:: GEGEBENE ZEILEN ::
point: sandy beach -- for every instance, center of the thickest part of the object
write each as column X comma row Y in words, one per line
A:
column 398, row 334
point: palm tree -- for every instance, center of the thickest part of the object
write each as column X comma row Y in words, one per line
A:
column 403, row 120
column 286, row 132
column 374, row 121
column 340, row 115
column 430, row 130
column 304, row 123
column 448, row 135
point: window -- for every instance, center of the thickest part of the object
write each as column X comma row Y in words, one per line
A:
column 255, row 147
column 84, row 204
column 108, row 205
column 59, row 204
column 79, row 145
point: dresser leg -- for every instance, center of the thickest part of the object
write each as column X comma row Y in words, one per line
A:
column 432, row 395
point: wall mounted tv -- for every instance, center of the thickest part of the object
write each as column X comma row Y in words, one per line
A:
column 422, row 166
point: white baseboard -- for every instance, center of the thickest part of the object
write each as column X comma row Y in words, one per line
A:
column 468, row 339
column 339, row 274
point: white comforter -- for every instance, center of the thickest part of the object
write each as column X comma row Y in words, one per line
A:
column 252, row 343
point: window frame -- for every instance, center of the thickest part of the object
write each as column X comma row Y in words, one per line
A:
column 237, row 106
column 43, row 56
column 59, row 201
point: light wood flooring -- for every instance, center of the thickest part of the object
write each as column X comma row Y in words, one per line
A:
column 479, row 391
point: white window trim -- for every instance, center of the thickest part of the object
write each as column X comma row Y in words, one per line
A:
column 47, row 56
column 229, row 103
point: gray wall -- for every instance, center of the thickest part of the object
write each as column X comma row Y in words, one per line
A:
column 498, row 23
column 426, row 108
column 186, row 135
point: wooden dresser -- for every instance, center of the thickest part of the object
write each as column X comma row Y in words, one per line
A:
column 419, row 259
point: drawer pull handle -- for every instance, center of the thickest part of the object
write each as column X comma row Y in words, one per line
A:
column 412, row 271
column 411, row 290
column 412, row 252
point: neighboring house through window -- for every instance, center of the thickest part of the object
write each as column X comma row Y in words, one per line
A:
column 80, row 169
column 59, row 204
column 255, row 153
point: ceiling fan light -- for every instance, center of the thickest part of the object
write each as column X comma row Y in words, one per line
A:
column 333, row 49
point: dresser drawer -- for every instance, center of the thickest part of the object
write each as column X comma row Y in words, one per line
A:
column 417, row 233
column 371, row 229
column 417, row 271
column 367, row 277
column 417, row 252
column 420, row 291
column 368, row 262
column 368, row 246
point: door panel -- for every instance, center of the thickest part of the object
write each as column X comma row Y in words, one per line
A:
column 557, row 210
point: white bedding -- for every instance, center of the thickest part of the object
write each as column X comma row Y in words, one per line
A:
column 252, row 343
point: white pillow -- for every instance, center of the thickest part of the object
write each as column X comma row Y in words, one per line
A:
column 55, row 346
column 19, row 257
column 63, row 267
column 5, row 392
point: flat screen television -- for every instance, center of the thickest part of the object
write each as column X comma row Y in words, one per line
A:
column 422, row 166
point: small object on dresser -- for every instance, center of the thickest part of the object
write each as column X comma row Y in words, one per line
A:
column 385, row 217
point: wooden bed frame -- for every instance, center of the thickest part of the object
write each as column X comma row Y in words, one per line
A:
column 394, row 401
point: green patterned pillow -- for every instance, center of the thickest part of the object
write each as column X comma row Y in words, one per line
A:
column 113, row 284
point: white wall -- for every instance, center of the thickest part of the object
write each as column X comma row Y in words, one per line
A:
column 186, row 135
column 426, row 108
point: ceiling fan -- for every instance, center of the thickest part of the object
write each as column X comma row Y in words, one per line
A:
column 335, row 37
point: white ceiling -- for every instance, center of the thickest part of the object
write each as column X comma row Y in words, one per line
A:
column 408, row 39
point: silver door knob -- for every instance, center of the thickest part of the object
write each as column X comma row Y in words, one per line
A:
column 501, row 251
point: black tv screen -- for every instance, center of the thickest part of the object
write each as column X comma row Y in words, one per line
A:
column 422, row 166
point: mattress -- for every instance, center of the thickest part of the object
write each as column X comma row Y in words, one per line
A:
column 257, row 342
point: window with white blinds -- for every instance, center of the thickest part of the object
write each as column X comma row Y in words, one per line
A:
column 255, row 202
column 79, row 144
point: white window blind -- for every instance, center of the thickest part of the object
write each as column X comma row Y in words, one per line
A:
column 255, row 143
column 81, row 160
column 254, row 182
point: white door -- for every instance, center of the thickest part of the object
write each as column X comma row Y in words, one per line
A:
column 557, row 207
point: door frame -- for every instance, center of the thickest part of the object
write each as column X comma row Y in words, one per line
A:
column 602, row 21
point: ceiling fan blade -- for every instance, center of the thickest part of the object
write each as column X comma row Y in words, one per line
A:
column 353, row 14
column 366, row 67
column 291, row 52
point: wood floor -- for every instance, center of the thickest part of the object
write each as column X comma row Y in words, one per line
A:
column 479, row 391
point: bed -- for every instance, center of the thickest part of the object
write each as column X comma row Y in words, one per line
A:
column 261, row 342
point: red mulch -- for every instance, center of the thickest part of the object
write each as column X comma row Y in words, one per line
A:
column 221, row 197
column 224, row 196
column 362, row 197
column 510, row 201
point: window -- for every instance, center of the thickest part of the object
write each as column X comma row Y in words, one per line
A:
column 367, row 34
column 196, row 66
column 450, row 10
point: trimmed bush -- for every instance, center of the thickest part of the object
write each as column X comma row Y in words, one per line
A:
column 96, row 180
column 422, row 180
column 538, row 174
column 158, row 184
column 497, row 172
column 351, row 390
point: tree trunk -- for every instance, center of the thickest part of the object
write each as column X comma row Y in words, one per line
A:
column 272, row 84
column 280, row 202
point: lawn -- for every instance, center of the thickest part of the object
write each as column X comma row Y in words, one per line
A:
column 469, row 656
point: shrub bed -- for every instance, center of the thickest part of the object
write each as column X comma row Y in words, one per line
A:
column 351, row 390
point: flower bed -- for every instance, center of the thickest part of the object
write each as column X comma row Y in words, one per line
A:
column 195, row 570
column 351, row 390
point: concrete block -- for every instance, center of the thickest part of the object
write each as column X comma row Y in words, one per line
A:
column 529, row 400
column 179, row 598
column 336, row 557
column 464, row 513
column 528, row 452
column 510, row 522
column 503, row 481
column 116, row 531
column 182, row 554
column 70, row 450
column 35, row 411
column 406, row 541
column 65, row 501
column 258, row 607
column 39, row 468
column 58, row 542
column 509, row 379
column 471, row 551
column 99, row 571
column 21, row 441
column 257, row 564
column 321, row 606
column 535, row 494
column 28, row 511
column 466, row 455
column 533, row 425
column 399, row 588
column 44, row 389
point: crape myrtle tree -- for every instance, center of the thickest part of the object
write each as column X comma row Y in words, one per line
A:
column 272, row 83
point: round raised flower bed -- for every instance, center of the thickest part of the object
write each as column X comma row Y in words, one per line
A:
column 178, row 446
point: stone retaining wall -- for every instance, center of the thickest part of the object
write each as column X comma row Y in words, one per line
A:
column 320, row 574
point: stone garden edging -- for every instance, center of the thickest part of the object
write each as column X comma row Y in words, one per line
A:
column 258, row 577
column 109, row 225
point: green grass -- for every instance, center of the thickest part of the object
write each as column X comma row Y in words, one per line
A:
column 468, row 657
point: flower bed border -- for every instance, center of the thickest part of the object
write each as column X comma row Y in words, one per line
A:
:::
▸ AUFGABE
Entnimm sämtliche Zeilen oberhalb dieser Aufgabe und gib sie Wort für Wort unverändert wieder.

▸ AUSGEARBEITETE LÖSUNG
point: sandy beach -- for every instance, center of the thickest part of the object
write each as column X comma row Y in words, one per line
A:
column 398, row 334
point: palm tree -- for every instance, center of the thickest part of the object
write each as column X comma row Y in words, one per line
A:
column 403, row 120
column 286, row 132
column 374, row 121
column 340, row 115
column 430, row 130
column 304, row 123
column 448, row 135
point: window -- for every instance, center of the thickest part of the object
write each as column X comma row Y in words, one per line
A:
column 255, row 147
column 84, row 204
column 108, row 205
column 59, row 204
column 79, row 145
point: dresser leg -- for every instance, center of the thickest part of the object
write each as column X comma row Y in words, one per line
A:
column 432, row 395
point: wall mounted tv -- for every instance, center of the thickest part of the object
write each as column X comma row Y in words, one per line
A:
column 422, row 166
point: white baseboard -- for every instance, center of the thickest part of the object
write each as column X comma row Y in words, one per line
A:
column 468, row 339
column 339, row 274
point: white comforter -- for every instance, center of the thickest part of the object
write each as column X comma row Y in words, one per line
A:
column 252, row 343
point: window frame -- for every instance, center of the thickest part of the object
write each as column X comma row Y in words, one per line
A:
column 237, row 106
column 43, row 56
column 59, row 201
point: light wood flooring -- for every instance, center of the thickest part of the object
write each as column X comma row Y in words, one per line
A:
column 479, row 391
point: white window trim -- for every instance, center of the thickest part of the object
write each as column X comma row Y in words, one per line
A:
column 47, row 56
column 229, row 103
point: gray wall -- for every instance, center of the thickest part of the object
write each as column X comma row Y in words, one per line
A:
column 498, row 23
column 426, row 108
column 186, row 135
point: wooden dresser -- for every instance, center of the thickest part of the object
write each as column X comma row Y in words, one per line
A:
column 419, row 259
point: drawer pull handle -- for every instance, center of the thickest part of the object
write each as column X comma row Y in words, one per line
A:
column 412, row 271
column 411, row 290
column 412, row 252
point: neighboring house through window -- for every instance, center of the thickest part of the object
write each as column X comma row Y in words, one per line
A:
column 80, row 169
column 59, row 204
column 255, row 153
point: ceiling fan light -- for every instance, center of the thickest part of the object
write each as column X comma row Y in words, one per line
A:
column 333, row 49
point: dresser drawer -- for every instance, center of the thickest part of the object
write each as column X comma row Y in words, one per line
A:
column 417, row 233
column 371, row 229
column 417, row 271
column 367, row 277
column 417, row 252
column 420, row 291
column 368, row 262
column 368, row 246
point: door panel -- for every instance, center of the thickest part of the object
write each as column X comma row Y in words, one per line
A:
column 557, row 210
point: white bedding -- for every instance, center of the thickest part of the object
write each as column X comma row Y in words, one per line
A:
column 252, row 343
point: white pillow -- for every instance, center of the thickest part of the object
write each as column X comma row Y in words, one per line
A:
column 55, row 346
column 19, row 257
column 63, row 267
column 5, row 392
point: flat screen television -- for every instance, center of the thickest part of the object
write each as column X comma row Y in words, one per line
A:
column 422, row 166
point: small object on dresser -- for every instance, center of the thickest part of the object
write each as column X comma row Y in words, one per line
A:
column 385, row 217
point: wooden bed frame -- for every instance, center of the thickest part of the object
write each as column X comma row Y in words, one per line
A:
column 394, row 401
point: green patterned pillow -- for every instance, center of the thickest part of the object
write each as column X comma row Y in words, one per line
A:
column 113, row 284
point: white wall -- for every instance, center of the thickest part of the object
write each as column X comma row Y in words, one per line
A:
column 186, row 135
column 426, row 108
point: ceiling fan -- for every instance, center of the thickest part of the object
write each as column X comma row Y in words, one per line
A:
column 335, row 37
point: white ceiling -- for every instance, center of the thickest part of the object
write each as column X comma row Y in words, one per line
A:
column 408, row 39
point: silver door knob -- for every instance, center of the thickest part of the object
write each as column X comma row Y in words, one per line
A:
column 501, row 251
point: black tv screen -- for every instance, center of the thickest part of the object
write each as column X comma row Y in words, one per line
A:
column 422, row 166
point: mattress -- for every instance, center of the thickest part of the object
write each as column X comma row Y in words, one per line
A:
column 257, row 342
point: window with white blinds -- for every instance, center of the thickest part of the object
write each as column X comma row Y in words, one per line
A:
column 255, row 202
column 79, row 144
point: white window blind -- for every instance, center of the thickest part of the object
write each as column X comma row Y in words, one per line
A:
column 255, row 143
column 81, row 160
column 254, row 182
point: white door -- for every instance, center of the thickest part of the object
write each as column X comma row Y in words, one per line
A:
column 557, row 207
point: door frame -- for every instance, center of the thickest part of the object
write each as column X comma row Y in words, one per line
A:
column 602, row 21
point: ceiling fan blade -- for every instance, center of the thickest part of the object
write each as column X comma row Y in words, one per line
A:
column 353, row 14
column 366, row 67
column 291, row 52
point: wood floor -- for every instance, center of the thickest part of the object
write each as column X comma row Y in words, one per line
A:
column 479, row 391
point: bed -- for every instance, center of the thickest part of the object
write each as column X comma row Y in words, one per line
A:
column 261, row 342
point: red mulch -- for every instance, center of the thickest part of the object
write each as column X comma row Y in words, one per line
A:
column 221, row 197
column 224, row 196
column 362, row 197
column 510, row 201
point: window -- for every instance, center of the thickest part of the object
write each as column X comma row Y in words, one per line
A:
column 367, row 34
column 196, row 66
column 450, row 10
point: trimmed bush -- for every instance, center of the thickest part of the object
write each as column X comma row Y in words, one per line
A:
column 96, row 180
column 422, row 180
column 538, row 174
column 158, row 184
column 497, row 172
column 351, row 390
point: tree trunk -- for every instance, center of the thickest part of the object
write each as column X comma row Y in words, one per line
A:
column 272, row 84
column 280, row 202
point: lawn -- for every instance, center of the thickest part of the object
write each as column X comma row Y in words, one per line
A:
column 469, row 656
point: shrub bed -- for every instance, center of the thickest part of the object
write each as column X comma row Y in words, one per line
A:
column 351, row 390
point: flower bed -- for every instance, center of the thickest part of the object
write each as column X comma row Y in words, one per line
A:
column 195, row 570
column 351, row 390
point: concrete block -- for every instance, center of the thickest part of the object
write each as column X comma row Y in words, one per line
A:
column 529, row 400
column 179, row 598
column 336, row 557
column 464, row 513
column 528, row 452
column 510, row 522
column 503, row 481
column 116, row 531
column 182, row 554
column 70, row 450
column 35, row 411
column 406, row 541
column 65, row 501
column 258, row 607
column 39, row 468
column 58, row 542
column 509, row 379
column 471, row 551
column 99, row 571
column 21, row 441
column 257, row 564
column 321, row 606
column 535, row 494
column 28, row 511
column 466, row 455
column 533, row 425
column 399, row 588
column 44, row 389
point: crape myrtle tree -- for every instance, center of the thickest part of the object
write each as column X comma row Y in words, one per line
A:
column 272, row 83
point: round raised flower bed -- for every instance, center of the thickest part of the object
write each as column X comma row Y in words, one per line
A:
column 178, row 446
point: stone retaining wall -- for every instance, center of the thickest part of the object
write each as column X comma row Y in words, one per line
A:
column 320, row 574
point: stone garden edging -- for every instance, center of the thickest part of the object
write each as column X comma row Y in words, one per line
A:
column 258, row 577
column 109, row 225
point: green grass -- for every instance, center of the thickest part of the object
write each as column X comma row Y in words, one per line
A:
column 468, row 657
point: flower bed border -- for every instance, center of the thickest part of the object
write each as column X comma row Y in words, one per line
A:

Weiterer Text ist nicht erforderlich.